(Records of labeled points)
- - -

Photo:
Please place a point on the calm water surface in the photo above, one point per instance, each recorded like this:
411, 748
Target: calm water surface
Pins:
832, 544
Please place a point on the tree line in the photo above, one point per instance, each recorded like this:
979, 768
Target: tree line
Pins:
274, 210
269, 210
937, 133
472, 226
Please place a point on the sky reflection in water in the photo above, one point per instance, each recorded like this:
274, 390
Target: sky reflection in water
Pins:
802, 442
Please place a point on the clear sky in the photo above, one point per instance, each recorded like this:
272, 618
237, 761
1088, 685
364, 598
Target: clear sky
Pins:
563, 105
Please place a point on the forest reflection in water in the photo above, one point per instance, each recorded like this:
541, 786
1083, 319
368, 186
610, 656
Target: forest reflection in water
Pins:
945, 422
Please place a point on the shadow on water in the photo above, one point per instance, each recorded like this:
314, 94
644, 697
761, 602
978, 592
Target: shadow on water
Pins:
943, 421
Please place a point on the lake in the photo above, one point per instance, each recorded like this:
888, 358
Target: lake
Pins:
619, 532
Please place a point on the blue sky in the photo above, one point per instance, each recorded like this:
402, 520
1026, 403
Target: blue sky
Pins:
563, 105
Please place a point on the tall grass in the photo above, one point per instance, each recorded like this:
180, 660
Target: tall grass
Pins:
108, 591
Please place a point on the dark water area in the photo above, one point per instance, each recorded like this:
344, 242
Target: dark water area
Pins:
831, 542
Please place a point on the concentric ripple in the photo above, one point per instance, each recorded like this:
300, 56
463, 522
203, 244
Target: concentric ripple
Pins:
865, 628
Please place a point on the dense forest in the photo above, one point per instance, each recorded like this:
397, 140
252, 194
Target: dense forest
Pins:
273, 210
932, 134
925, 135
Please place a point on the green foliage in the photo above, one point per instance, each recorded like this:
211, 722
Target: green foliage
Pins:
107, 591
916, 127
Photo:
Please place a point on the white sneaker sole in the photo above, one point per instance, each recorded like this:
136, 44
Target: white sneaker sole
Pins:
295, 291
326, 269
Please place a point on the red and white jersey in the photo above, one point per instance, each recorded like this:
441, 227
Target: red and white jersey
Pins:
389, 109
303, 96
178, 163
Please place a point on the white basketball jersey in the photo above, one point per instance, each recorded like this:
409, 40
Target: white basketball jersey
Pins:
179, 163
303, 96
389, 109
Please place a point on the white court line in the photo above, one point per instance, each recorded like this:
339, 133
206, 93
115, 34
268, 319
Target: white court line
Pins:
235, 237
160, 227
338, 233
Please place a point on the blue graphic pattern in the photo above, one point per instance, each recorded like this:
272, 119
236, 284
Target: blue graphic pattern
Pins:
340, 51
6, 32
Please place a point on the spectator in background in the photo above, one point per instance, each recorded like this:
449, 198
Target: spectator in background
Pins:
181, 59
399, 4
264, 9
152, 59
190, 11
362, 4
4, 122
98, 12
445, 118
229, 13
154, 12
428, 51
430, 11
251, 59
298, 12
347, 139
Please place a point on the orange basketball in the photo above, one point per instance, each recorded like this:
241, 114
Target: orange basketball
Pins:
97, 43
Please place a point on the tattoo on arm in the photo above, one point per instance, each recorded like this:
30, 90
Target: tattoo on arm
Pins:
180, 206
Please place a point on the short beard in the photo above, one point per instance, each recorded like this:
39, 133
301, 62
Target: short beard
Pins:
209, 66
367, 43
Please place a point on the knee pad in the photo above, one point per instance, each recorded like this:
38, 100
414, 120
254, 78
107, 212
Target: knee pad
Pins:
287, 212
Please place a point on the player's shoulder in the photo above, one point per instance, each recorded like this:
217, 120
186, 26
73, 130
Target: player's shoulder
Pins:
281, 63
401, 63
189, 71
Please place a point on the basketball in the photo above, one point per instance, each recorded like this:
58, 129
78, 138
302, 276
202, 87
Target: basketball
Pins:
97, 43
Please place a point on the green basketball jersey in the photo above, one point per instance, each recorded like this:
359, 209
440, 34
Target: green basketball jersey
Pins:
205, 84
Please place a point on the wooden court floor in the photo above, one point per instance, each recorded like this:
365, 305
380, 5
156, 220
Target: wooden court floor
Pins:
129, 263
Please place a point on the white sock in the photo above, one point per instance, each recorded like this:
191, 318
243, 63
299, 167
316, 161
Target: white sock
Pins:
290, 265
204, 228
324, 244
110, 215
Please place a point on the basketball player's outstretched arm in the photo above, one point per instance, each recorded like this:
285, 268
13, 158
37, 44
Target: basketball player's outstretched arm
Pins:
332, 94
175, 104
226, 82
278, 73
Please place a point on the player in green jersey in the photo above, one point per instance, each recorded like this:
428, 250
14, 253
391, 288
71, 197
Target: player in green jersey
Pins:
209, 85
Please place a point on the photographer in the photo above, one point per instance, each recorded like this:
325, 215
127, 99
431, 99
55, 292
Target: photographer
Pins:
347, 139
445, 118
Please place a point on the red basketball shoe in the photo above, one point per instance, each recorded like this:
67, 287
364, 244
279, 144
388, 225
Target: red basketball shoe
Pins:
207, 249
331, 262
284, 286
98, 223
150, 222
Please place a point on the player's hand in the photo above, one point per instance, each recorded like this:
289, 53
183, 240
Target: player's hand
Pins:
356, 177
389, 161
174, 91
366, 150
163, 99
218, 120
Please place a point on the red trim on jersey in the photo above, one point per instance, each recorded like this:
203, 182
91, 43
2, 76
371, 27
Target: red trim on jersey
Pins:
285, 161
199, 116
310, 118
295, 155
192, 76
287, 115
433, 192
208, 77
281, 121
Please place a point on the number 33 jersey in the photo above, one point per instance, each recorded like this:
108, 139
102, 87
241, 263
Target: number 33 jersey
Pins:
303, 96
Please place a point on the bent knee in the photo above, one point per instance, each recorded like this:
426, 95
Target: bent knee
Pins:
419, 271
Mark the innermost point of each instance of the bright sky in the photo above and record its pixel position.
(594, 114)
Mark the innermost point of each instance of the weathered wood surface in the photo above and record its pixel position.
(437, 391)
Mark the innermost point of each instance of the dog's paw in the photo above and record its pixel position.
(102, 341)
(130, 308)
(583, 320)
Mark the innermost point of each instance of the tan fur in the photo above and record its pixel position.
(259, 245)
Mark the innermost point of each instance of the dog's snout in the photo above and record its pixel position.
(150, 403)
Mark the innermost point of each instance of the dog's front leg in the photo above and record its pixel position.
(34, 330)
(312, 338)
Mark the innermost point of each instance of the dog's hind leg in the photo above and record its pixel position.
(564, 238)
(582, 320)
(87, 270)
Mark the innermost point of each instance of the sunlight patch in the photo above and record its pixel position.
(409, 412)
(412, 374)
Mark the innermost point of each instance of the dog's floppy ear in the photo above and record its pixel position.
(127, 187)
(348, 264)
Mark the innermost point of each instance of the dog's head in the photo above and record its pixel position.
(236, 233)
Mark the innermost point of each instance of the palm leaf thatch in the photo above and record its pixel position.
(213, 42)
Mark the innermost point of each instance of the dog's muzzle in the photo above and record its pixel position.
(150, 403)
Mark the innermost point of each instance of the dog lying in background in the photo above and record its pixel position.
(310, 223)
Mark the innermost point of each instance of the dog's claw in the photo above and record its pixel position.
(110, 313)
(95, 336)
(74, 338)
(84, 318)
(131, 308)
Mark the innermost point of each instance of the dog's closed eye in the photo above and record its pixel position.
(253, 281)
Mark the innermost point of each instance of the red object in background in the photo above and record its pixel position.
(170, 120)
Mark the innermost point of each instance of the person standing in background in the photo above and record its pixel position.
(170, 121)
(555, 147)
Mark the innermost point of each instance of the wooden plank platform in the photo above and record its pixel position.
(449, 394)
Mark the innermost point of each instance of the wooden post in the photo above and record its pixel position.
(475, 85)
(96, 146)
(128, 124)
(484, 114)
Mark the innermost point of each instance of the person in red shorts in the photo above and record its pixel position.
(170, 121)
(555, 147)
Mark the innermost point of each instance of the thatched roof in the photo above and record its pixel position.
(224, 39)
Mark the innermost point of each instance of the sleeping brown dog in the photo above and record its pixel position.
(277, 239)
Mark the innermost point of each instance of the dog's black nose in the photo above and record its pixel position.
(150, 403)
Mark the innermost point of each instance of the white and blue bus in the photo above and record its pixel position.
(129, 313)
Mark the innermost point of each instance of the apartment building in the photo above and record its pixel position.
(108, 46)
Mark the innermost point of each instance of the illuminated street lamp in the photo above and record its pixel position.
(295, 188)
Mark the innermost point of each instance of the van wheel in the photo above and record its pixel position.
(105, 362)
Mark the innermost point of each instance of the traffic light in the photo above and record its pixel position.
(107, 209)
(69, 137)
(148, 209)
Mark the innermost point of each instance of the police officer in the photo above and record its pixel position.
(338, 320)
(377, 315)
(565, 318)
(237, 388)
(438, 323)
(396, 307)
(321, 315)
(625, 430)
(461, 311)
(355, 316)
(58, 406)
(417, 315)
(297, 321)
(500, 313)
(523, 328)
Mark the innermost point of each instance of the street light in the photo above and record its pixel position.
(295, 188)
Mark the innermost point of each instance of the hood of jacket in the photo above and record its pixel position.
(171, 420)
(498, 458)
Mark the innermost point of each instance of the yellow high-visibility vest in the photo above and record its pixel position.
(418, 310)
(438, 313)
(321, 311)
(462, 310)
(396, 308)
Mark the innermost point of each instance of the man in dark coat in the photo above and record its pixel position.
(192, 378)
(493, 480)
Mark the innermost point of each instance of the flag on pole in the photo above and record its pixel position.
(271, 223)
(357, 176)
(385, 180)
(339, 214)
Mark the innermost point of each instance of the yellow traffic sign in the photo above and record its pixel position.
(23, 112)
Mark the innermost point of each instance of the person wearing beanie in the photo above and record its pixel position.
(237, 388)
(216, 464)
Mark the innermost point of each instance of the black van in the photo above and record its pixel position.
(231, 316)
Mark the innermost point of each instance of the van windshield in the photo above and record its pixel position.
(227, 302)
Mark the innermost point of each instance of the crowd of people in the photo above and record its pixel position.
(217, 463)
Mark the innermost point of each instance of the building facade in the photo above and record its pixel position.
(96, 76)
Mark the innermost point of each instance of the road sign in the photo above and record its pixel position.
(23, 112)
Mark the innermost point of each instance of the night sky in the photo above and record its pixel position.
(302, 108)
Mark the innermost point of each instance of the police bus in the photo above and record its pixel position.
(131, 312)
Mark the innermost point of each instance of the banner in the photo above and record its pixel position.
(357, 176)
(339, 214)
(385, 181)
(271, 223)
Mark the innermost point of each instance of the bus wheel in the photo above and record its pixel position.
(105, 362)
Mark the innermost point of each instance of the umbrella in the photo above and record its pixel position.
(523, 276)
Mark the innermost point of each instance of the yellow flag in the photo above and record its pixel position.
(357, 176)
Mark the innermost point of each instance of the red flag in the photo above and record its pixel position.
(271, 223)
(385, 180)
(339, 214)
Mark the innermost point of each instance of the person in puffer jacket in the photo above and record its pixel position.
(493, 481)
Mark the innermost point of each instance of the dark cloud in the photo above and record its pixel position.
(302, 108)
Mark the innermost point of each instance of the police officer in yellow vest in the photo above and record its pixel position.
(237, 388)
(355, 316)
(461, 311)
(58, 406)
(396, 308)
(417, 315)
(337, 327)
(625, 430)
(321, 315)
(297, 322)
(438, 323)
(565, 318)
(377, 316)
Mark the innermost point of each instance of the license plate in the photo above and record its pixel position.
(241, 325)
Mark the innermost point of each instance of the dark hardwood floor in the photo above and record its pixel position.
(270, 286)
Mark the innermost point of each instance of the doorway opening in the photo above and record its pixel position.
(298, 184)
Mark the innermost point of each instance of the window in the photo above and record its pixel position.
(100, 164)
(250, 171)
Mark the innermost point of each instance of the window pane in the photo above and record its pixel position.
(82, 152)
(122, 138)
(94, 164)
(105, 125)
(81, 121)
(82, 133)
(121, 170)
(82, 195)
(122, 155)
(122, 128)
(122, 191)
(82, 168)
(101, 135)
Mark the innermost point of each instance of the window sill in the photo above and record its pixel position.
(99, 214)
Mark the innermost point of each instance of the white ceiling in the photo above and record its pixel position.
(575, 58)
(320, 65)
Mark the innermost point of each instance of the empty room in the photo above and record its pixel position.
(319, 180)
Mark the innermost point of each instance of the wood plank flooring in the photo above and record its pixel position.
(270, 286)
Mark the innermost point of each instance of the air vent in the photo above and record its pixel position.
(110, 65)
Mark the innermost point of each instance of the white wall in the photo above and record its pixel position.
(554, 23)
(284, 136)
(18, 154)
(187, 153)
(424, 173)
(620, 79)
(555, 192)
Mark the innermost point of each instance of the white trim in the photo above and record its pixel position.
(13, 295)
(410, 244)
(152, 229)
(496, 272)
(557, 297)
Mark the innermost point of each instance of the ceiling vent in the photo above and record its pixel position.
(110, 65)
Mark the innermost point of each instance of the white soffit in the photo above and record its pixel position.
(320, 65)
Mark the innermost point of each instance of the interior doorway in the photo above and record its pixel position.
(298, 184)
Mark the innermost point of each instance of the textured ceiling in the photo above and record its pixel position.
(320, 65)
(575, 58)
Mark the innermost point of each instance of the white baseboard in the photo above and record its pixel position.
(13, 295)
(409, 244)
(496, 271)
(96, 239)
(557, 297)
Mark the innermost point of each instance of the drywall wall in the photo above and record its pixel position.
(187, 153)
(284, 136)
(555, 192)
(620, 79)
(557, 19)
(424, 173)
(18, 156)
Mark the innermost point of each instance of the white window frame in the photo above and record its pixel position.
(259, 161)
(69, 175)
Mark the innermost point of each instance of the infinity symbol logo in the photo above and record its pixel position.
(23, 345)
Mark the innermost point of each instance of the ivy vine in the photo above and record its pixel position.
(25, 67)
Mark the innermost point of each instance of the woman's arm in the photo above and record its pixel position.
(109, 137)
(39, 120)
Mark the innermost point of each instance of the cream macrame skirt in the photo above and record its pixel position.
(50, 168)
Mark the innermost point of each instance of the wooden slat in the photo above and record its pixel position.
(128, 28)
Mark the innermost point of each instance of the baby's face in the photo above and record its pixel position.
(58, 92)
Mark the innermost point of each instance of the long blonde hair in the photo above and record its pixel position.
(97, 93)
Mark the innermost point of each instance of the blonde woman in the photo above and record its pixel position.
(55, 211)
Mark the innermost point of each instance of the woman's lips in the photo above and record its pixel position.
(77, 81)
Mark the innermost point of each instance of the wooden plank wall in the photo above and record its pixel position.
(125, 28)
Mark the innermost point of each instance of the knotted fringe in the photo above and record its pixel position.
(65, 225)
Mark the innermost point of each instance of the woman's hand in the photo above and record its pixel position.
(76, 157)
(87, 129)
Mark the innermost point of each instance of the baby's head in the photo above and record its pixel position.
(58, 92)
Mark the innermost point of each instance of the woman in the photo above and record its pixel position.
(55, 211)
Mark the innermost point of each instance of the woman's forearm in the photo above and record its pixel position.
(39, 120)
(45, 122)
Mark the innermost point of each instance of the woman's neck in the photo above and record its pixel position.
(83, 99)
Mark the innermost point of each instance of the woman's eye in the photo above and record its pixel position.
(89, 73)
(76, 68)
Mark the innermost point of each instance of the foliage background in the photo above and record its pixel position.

- - -

### WHAT NEEDS TO BE DONE
Extract the closing run of lines, starting with the one containing "Mark the innermost point of each instance of the baby's head" and ending at the last, exactly as written.

### SOLUTION TO THE PROBLEM
Mark the innermost point of each instance of the baby's head in the photo above and record its pixel position.
(58, 92)
Mark the innermost point of each instance of the woman in the photo above and record its pixel position.
(55, 211)
Mark the innermost point of each instance of the woman's forearm in the photo above and record its pixel position.
(39, 120)
(45, 122)
Mark the innermost point of each instance of the woman's neck in the photo above and record its pixel position.
(83, 99)
Mark the innermost point of each instance of the woman's eye in the photo above and record its pixel position.
(89, 73)
(76, 68)
Mark the innermost point of each instance of the foliage background in the photo above and record its pixel position.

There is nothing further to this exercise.